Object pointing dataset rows
--
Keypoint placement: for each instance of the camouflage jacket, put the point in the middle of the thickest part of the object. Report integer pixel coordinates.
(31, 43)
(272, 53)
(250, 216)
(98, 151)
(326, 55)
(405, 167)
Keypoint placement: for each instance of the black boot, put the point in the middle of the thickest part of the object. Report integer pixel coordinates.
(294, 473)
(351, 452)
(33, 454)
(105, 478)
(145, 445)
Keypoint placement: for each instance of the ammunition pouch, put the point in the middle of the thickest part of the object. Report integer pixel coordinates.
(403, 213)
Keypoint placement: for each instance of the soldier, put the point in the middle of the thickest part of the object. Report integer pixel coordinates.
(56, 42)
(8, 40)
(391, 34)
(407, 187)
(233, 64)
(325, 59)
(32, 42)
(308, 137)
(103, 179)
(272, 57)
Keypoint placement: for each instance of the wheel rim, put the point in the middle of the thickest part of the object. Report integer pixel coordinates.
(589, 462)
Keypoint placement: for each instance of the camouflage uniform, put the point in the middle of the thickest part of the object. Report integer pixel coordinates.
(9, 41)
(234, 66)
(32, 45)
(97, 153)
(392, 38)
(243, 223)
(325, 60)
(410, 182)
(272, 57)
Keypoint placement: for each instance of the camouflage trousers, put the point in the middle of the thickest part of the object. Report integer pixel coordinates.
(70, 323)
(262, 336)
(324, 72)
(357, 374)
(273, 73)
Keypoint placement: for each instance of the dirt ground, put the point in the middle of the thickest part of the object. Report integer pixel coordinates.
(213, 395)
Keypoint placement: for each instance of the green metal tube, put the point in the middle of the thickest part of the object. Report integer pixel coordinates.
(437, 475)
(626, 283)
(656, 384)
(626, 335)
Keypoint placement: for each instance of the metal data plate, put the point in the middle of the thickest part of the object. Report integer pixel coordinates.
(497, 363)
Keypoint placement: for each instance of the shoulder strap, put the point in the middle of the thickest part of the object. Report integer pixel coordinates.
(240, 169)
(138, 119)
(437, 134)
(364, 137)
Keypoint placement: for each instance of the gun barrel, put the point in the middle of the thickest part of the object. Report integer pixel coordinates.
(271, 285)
--
The task:
Rewrite all the items above, changing "thickest part" to "widest part" wherever it appears and leaving everything else the same.

Written response:
Keypoint placement: for each instance of the camouflage jacket, put the point in the middle of the widest part of the object. Report integer pixel coordinates.
(31, 43)
(272, 53)
(250, 216)
(98, 151)
(326, 55)
(405, 167)
Keypoint placement: for each instance of the black boot, put the point in the middle of the widest part of the object. Report integer pixel coordinates.
(294, 473)
(351, 452)
(33, 454)
(105, 478)
(145, 445)
Keypoint placement: for each instance of the ammunition pouch, put the point in the middle of the widest part of the object. Report integer pixel coordinates.
(403, 213)
Keypoint placement: for each instance of the soldier, put the point in the middle of the widest part of the object. Report integer pixel coordinates.
(56, 42)
(8, 40)
(391, 34)
(407, 187)
(233, 64)
(325, 59)
(32, 42)
(308, 137)
(103, 179)
(272, 57)
Keypoint placement: for each instance of the wheel rim, put the point in the middle of the widest part of the object. Report integer pixel coordinates.
(589, 462)
Keypoint placement: for each instance of the camouflage uniform, put the point in the middle of the widest part of the object. Report integer pixel coordinates.
(9, 41)
(234, 66)
(32, 45)
(97, 153)
(392, 38)
(243, 223)
(325, 60)
(410, 182)
(272, 57)
Keypoint placement: for each instance of the camouflage trousers, put the point in the middle of the widest part of the object. Report integer pixel coordinates.
(70, 323)
(262, 336)
(324, 72)
(357, 374)
(273, 73)
Keypoint placement: for each instance of the dirt ground, put the point in the middle of the widest part of the object. Report integer pixel coordinates.
(213, 395)
Keypoint placement: for each instance of the green metal tube, put the point in the middle of the widest part of the object. Report integer pixel coordinates.
(437, 475)
(626, 283)
(656, 384)
(626, 335)
Keypoint placement: for each instance of the metal data plate, put the point in the middle of the widest part of the object. Report integer pixel coordinates.
(497, 363)
Keypoint placement: for each instance of the shoulder strap, put the point in the middle of the widest part of the object. Report integer pixel coordinates.
(240, 169)
(138, 119)
(437, 134)
(364, 137)
Keypoint placement: for each instance of the gun barrel, put the point in the middle of the widest part of the object. Report integer pixel coordinates.
(271, 285)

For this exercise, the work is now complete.